═══ Aangeleverde tekst ═══

Deel 1 intellectuele eigendom
Wat zijn intellectuele eigendomsrechten?
Wettelijke/juridische rechten die resultaten van intellectuele activiteit en creaties van de geest
beschermen in de industriële, wetenschappelijke, literaire en artistieke domeinen.
Waarom hebben we IERs?
Om te verhinderen dat niemand free-ride op die kennis. Want vanaf dat het publiek gemaakt wordt
heeft de bedenker er geen controle meer over. Dus krijgen mensen het recht om gedurende een bep
tijd monopolie te hebben over die kennis. = praktische redenen
Een octrooi is een compromis tussen het recht van de maker (vergoeding, exclusief, gelimiteerd,
exploitatierecht) en de belangen van de overheid (promotie van creativiteit, bevordering van
verspreiding, aanmoedigen van fair trading draagt bij aan economische en sociale ontwikkeling,
publicatieplicht). = politieke redenen
Welke verschillende IERs zijn er?

═══ Aangeleverde gegevens ═══

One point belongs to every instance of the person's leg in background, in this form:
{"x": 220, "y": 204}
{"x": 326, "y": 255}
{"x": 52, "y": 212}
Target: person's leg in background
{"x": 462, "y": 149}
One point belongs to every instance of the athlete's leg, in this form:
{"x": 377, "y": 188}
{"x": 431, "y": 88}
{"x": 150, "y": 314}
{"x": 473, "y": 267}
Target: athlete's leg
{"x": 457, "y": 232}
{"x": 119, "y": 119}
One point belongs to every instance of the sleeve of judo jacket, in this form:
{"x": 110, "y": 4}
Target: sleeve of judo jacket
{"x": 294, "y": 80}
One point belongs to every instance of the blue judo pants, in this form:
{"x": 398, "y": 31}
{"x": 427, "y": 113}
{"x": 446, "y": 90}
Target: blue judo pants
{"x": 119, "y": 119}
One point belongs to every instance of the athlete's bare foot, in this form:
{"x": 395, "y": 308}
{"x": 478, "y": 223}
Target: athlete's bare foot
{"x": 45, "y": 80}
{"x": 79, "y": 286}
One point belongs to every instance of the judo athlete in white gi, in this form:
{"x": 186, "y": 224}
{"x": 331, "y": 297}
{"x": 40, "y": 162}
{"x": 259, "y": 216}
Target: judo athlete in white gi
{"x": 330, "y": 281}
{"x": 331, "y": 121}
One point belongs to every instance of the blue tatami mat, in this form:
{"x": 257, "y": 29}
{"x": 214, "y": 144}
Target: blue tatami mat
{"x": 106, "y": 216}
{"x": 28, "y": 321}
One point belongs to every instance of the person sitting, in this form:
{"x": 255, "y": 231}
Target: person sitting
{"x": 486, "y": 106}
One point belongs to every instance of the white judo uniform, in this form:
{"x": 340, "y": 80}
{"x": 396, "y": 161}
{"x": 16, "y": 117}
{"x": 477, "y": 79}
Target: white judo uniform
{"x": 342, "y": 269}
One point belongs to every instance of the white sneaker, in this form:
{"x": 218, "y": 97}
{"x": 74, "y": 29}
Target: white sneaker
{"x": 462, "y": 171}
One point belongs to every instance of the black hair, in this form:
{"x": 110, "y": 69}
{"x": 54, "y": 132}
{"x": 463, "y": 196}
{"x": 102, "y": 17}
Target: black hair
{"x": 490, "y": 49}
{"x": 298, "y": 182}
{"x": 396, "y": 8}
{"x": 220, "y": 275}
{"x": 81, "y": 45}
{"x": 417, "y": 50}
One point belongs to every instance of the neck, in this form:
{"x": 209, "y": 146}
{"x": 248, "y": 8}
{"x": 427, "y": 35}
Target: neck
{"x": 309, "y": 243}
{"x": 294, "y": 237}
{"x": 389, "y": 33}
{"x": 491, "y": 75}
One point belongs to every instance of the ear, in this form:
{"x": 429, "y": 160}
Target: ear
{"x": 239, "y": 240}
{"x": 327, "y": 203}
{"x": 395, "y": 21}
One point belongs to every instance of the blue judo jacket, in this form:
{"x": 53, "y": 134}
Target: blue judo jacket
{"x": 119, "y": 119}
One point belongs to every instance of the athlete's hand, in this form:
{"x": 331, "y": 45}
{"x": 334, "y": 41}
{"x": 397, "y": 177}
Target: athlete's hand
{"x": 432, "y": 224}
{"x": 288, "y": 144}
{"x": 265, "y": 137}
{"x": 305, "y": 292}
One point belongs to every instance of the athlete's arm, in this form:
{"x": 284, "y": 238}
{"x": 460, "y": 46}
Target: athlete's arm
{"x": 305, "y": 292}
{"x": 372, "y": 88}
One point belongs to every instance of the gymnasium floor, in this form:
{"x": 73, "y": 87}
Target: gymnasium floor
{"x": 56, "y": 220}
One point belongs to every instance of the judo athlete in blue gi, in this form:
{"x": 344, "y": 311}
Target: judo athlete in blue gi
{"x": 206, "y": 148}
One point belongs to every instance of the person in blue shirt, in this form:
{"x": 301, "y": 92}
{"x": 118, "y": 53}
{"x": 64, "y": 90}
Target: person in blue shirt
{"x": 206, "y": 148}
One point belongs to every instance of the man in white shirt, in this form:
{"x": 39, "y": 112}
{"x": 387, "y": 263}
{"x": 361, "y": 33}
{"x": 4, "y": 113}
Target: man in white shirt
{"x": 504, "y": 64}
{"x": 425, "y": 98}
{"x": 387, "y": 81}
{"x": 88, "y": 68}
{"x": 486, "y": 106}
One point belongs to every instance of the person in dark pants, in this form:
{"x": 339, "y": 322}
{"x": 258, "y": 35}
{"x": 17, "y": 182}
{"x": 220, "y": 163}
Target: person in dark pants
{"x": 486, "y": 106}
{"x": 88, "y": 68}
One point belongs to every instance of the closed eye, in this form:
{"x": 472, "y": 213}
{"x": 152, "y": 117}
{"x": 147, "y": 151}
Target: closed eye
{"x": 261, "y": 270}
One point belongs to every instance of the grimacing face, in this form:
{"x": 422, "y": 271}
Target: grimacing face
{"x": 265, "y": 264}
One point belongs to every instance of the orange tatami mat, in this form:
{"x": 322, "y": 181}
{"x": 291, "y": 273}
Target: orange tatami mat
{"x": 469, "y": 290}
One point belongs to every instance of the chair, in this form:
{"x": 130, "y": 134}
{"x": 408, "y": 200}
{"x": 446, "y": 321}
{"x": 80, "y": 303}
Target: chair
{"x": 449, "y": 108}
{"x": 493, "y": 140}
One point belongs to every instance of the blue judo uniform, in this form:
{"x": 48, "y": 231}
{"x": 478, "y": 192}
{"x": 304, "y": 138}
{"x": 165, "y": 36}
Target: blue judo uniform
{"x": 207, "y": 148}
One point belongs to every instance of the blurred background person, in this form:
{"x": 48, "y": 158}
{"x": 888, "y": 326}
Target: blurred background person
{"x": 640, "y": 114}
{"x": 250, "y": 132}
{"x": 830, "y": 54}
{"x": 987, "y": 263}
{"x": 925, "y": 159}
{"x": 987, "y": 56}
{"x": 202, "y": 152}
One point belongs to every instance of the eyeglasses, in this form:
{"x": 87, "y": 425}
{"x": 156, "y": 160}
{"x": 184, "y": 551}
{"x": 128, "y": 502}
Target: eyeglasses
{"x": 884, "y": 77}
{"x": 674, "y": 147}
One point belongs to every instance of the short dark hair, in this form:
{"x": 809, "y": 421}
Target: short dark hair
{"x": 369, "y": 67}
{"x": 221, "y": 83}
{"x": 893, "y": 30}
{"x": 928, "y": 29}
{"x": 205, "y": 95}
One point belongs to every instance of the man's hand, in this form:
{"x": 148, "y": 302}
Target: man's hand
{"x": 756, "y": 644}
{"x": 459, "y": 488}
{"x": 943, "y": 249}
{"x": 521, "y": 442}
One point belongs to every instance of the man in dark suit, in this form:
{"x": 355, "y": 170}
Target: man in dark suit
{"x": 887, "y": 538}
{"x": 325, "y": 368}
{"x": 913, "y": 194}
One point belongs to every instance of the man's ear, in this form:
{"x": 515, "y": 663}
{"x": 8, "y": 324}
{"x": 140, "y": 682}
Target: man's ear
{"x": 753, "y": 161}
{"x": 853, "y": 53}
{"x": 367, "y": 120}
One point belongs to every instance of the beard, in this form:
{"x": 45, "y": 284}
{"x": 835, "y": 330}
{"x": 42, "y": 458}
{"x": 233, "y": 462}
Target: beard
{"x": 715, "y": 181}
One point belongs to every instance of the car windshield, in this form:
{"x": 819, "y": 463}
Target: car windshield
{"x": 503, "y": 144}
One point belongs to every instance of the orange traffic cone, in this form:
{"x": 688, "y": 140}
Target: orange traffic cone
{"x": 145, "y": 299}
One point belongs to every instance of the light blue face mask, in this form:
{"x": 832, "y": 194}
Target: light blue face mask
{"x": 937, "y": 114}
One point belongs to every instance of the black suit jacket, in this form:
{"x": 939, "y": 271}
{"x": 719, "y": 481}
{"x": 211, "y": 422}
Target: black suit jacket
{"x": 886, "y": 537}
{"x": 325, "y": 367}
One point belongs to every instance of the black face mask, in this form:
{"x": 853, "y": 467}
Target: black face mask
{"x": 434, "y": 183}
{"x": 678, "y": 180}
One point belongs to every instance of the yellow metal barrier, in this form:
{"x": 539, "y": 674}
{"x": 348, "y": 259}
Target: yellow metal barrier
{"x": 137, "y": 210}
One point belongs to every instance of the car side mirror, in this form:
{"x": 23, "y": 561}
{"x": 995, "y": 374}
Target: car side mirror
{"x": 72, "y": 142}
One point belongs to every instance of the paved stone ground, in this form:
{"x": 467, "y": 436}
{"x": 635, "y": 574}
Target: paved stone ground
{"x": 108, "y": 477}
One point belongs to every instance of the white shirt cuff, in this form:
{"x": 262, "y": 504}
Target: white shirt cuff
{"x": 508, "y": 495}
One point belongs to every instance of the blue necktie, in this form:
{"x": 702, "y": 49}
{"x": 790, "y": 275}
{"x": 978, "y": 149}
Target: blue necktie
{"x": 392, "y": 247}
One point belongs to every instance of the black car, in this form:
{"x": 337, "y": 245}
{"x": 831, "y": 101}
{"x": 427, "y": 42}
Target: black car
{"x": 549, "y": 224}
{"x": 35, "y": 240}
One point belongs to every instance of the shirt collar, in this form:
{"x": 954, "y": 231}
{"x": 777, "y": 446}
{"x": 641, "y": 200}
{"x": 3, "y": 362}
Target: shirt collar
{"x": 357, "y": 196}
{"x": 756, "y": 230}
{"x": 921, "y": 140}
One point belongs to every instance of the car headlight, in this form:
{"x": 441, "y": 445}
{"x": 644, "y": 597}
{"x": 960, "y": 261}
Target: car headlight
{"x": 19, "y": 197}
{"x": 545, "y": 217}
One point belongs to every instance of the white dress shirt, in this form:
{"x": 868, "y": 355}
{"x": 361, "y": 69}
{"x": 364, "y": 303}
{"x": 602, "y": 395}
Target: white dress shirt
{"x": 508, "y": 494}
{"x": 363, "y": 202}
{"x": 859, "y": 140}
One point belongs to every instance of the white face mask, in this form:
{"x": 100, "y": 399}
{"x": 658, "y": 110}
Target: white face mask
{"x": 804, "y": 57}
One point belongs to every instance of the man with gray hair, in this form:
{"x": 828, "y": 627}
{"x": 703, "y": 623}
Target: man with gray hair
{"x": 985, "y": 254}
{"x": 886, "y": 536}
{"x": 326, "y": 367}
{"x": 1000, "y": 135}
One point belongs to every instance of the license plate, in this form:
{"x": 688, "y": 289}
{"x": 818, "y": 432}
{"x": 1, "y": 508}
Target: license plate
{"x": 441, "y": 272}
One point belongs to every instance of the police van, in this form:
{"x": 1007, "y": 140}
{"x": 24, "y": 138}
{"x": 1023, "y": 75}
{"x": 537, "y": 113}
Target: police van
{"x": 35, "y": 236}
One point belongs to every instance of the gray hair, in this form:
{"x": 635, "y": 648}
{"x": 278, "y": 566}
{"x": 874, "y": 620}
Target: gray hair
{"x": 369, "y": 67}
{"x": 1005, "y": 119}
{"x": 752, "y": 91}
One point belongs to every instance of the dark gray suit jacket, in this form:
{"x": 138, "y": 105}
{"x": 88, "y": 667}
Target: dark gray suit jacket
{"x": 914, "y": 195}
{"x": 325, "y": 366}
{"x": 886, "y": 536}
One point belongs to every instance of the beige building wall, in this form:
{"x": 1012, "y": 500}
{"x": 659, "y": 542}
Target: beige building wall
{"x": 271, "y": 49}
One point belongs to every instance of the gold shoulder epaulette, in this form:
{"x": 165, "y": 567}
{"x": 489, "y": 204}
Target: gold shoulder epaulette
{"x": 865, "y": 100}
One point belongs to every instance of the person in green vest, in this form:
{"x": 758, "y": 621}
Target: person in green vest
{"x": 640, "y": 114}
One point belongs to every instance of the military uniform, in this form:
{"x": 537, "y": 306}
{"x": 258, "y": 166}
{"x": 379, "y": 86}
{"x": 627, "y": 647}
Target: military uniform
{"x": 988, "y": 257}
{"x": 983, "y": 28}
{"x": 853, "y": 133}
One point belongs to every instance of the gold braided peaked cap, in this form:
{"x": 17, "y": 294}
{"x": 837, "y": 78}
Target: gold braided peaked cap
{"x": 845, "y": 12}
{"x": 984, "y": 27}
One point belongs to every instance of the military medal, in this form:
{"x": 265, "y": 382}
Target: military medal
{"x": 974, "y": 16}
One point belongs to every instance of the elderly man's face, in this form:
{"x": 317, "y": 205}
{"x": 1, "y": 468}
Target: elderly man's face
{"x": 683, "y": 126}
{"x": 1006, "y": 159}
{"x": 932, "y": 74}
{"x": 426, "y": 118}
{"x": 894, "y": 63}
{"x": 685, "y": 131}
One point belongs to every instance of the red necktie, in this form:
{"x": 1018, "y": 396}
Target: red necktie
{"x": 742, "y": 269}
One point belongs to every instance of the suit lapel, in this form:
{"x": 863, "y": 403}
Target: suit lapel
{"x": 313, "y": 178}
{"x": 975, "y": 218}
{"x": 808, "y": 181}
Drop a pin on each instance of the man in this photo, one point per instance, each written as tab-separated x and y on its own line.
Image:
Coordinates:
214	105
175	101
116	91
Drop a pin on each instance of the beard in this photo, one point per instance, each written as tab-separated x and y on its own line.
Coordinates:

═══

Beantwoord alsjeblieft deze vragen over de tekst over intellectuele eigendom.
(a) In welke domeinen beschermen intellectuele eigendomsrechten de resultaten van intellectuele activiteit en creaties van de geest?
(b) Tussen welke twee dingen is een octrooi een compromis?
(c) Welke plicht staat genoemd bij de belangen van de overheid?

(a) In de industriële, wetenschappelijke, literaire en artistieke domeinen.
(b) Tussen het recht van de maker en de belangen van de overheid.
(c) De publicatieplicht.